[Stored records]
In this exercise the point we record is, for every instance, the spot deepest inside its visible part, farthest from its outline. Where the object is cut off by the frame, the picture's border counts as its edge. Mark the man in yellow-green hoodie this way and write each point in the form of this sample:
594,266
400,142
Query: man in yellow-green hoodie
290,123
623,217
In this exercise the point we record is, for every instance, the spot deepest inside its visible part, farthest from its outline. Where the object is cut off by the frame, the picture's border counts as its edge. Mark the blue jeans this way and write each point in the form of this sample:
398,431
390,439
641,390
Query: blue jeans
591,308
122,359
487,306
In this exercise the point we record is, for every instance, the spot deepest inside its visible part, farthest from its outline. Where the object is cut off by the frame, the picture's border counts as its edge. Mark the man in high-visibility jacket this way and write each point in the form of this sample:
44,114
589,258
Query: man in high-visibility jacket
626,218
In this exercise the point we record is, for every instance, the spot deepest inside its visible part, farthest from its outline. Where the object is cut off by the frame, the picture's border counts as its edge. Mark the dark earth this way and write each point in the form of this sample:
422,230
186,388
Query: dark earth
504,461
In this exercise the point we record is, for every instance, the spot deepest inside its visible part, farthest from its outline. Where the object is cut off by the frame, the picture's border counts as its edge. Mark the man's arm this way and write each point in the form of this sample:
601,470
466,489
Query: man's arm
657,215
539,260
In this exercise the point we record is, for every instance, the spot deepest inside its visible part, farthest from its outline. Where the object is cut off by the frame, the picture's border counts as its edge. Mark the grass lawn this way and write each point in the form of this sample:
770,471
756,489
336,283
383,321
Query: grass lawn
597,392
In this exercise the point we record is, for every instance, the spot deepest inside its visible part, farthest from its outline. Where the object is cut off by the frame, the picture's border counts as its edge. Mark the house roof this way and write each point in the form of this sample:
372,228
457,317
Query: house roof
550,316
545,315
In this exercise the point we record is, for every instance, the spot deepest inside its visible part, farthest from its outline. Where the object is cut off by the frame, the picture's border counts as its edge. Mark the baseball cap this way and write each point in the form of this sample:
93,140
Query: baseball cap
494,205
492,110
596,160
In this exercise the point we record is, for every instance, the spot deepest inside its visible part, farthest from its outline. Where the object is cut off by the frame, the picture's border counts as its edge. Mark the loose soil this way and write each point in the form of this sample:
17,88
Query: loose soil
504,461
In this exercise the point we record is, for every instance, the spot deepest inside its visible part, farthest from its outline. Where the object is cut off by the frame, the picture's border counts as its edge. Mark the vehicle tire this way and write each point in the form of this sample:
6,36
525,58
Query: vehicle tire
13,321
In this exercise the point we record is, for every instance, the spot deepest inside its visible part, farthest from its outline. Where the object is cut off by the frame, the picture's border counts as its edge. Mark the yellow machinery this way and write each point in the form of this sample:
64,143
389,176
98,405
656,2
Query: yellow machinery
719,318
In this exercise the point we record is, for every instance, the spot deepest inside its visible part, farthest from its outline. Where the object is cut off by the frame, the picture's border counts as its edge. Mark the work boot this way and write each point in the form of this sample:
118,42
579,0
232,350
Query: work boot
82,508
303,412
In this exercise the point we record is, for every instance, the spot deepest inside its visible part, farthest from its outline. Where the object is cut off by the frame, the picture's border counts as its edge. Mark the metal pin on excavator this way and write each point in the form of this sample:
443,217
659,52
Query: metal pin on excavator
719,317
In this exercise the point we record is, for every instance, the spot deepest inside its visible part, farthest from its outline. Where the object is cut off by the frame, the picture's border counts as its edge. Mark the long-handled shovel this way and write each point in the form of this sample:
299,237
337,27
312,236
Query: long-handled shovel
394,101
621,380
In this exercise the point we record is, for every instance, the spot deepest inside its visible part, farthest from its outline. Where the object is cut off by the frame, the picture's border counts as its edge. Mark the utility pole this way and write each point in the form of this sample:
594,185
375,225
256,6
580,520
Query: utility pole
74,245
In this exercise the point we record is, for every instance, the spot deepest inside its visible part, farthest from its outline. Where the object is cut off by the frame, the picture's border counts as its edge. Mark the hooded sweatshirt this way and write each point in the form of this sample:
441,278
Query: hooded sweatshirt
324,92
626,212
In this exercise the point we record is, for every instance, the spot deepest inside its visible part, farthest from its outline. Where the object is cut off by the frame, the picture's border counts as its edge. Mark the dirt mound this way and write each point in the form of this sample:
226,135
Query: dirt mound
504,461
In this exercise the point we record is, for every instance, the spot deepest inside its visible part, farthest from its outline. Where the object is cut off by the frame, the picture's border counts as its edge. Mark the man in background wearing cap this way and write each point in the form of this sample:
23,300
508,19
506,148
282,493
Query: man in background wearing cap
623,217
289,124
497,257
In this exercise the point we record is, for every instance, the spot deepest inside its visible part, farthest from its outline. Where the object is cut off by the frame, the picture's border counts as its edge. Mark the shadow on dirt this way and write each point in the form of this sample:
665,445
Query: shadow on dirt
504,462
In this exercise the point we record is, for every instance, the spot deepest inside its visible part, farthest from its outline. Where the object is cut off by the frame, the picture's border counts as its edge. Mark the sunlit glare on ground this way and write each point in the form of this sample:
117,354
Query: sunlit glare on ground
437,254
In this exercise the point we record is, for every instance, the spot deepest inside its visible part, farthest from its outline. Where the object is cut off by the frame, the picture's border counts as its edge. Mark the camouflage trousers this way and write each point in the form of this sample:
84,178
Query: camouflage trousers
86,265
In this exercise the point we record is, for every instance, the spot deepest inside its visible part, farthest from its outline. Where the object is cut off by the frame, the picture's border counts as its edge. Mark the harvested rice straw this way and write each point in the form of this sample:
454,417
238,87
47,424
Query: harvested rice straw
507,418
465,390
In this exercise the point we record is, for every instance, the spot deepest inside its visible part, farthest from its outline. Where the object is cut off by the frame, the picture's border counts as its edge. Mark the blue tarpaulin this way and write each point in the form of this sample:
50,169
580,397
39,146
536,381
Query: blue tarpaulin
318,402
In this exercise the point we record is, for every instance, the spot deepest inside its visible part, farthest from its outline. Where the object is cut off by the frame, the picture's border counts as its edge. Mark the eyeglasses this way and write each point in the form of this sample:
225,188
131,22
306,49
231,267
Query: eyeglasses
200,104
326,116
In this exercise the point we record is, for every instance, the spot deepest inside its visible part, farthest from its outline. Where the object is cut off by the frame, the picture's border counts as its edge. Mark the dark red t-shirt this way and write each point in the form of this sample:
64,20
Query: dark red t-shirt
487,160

> [Task prompt] Repeat, word for word, all of the data shown above.

> [Response below]
In this exercise the point we record is, for every instance, the spot deepest inside its visible part, farthest from its outline. Where the object is cut off by the frame, the picture's border counts as its edge. Mark the man in yellow-green hoodie this way and write each point in the form of this sample:
594,266
400,142
Query: man in yellow-green hoodie
290,123
623,217
In this exercise the point we record is, for every instance, the spot deepest inside its visible part, farthest from its outline. Where the object is cut off by the frame, the picture's border counts as its edge. Mark the blue jeans this way and write each point in the form of this sample:
398,431
390,439
641,390
Query: blue jeans
591,308
122,359
487,306
In this exercise the point we record is, for every instance, the spot deepest inside its visible part, farthest from its outline. Where the object is cut off by the frame, the picture's border counts as its edge. Mark the man in high-visibility jacket this way and write each point in the form of this sample:
44,114
589,258
Query: man in high-visibility jacket
626,218
In this exercise the point we record is, for every instance, the spot deepest inside its visible part, farthest from its outline. Where the object is cut off by the frame, the picture's border counts as its edge. Mark the dark earth this way and write each point in the form of this sample:
422,230
186,388
Query: dark earth
504,461
In this exercise the point we record is, for every instance, the spot deepest inside its visible part, farthest from its outline. Where the object is cut off by the frame, the picture's border counts as its edge. Mark the man's arm this way and write each point in the form of this sample:
601,470
466,489
Query: man's arm
657,215
539,260
In this exercise the point we record is, for every instance, the spot deepest inside its visible part, farthest from its outline. Where the object is cut off by the frame, the picture's border counts as its edge. Mark the grass lawn this way and write each point in the form of this sample:
770,471
756,489
336,283
383,321
Query: grass lawn
597,392
In this exercise the point we record is, for every instance, the spot deepest inside its visible part, farthest from its outline. Where the object is cut off by the frame, the picture's border counts as its edge. Mark the house roof this way and write each point in the form of this sample:
372,228
457,317
Query: house roof
550,316
545,315
In this exercise the point we record is, for every instance, the spot deepest inside its visible part, farthest from its outline. Where the object is cut off by the frame, the picture's border counts as its edge. Mark the baseball cap this way and write each point in the form of this sample:
93,140
Query: baseball cap
494,205
492,110
596,160
In this exercise the point we record is, for every instance, the spot deepest inside its visible part, farthest from its outline. Where the object is cut off by the frame, the picture's border counts as its edge. Mark the loose soil this way and write each point in the form of this sample:
17,88
Query: loose soil
504,461
In this exercise the point we record is, for every instance, the spot deepest inside its visible part, farthest from its outline. Where the object is cut off by the frame, the picture's border counts as its edge. Mark the vehicle tire this way and write each point in the form of this sample:
6,36
525,58
Query: vehicle tire
13,321
In this exercise the point we record is, for every instance, the spot deepest inside its visible part, farthest from its outline. Where the object is cut off by the frame, the picture's border counts as its edge. Mark the yellow machinery this way and write each point in the form of this sample:
64,143
389,176
98,405
656,2
Query: yellow machinery
719,318
In this exercise the point we record is, for every instance, the spot deepest inside its visible part, farthest from its outline. Where the object is cut off by the frame, the picture's border counts as its edge. Mark the work boot this way and write each point in the form of this sample:
118,42
579,0
232,350
Query: work boot
82,508
303,412
In this exercise the point we record is, for every instance, the spot deepest inside its visible part, farthest from its outline. Where the object is cut off by the frame, the picture's border counts as its edge. Mark the metal pin on excavator this way and write each point in the form of this sample:
443,217
659,52
Query: metal pin on excavator
719,317
In this exercise the point we record is, for every instance, the spot deepest inside its visible part, farthest from its outline. Where the object is cut off by the frame, the picture's border counts as its edge. Mark the long-handled shovel this way and write each point in the form of this sample:
299,237
337,27
312,236
Query: long-handled shovel
394,101
621,380
In this exercise the point we record is, for every instance, the spot deepest inside its visible part, farthest from its outline. Where the object is cut off by the frame, the picture's border counts as its edge. Mark the utility pole this way and write each point in the form of this sample:
594,185
375,225
256,6
580,520
Query: utility pole
74,245
In this exercise the point we record is, for every instance, the spot deepest inside its visible part, farthest from its outline. Where the object is cut off by the frame, the picture's border counts as its edge. Mark the hooded sweatshirt this way and write each point in the form of this sample:
441,278
Query: hooded sweatshirt
324,92
626,212
In this exercise the point we record is, for every instance, the spot deepest inside its visible part, farthest from its outline. Where the object is cut off by the frame, the picture's border counts as its edge. Mark the dirt mound this way and write each point in the form of this sample:
226,135
Query: dirt mound
504,461
In this exercise the point we record is, for every instance, the spot deepest inside its visible part, farthest from its outline. Where the object is cut off by the frame, the picture's border counts as its edge. Mark the man in background wearing cap this way and write each point in the form of this sample:
23,300
508,19
506,148
282,493
Query: man in background wearing cap
623,217
289,124
497,257
In this exercise the point we record is, for every instance, the spot deepest inside its visible part, farthest from its outline. Where the object is cut off by the frame, the picture's border counts as its edge. Mark the shadow on dirt this way and write each point in the form of this sample:
665,445
Query: shadow on dirt
504,462
In this exercise the point we record is, for every instance, the spot deepest inside its visible part, farthest from its outline. Where the object is cut off by the frame, the picture's border counts as its edge. Mark the sunlit glare on ground this way and write each point in the form of this sample:
117,354
Query: sunlit glare on ground
437,254
In this exercise the point we record is, for every instance, the spot deepest inside its visible part, farthest from its outline. Where the object is cut off by the frame, the picture's border counts as its edge. Mark the camouflage trousers this way and write each point in the form of this sample:
84,178
Query: camouflage trousers
86,265
In this exercise the point we record is, for every instance, the spot deepest inside its visible part, farthest from its outline. Where the object is cut off by the frame, the picture's border counts as its edge. Mark the harvested rice straw this way and write each point in the form of this sample:
454,417
238,87
47,424
Query: harvested rice straw
507,418
465,390
In this exercise the point we record is, for every instance, the spot deepest inside its visible part, farthest from its outline. Where the object is cut off by the frame, the picture's border counts as its edge. Mark the blue tarpaulin this way and write each point in the form of this sample:
50,169
580,397
39,146
536,381
Query: blue tarpaulin
318,402
In this exercise the point we record is, for every instance, the spot deepest inside its visible part, farthest from its outline. Where the object is cut off by the frame, the picture's border counts as its edge. Mark the eyeglasses this way and write each point in the form of this sample:
225,188
131,22
306,49
231,267
Query: eyeglasses
200,104
326,116
In this exercise the point we record is, for every instance, the spot deepest inside its visible part, farthest from its outline. Where the object is cut off by the frame, the picture's border counts as its edge. Mark the dark red t-shirt this way and write each point in the form of this sample:
64,20
Query: dark red t-shirt
487,160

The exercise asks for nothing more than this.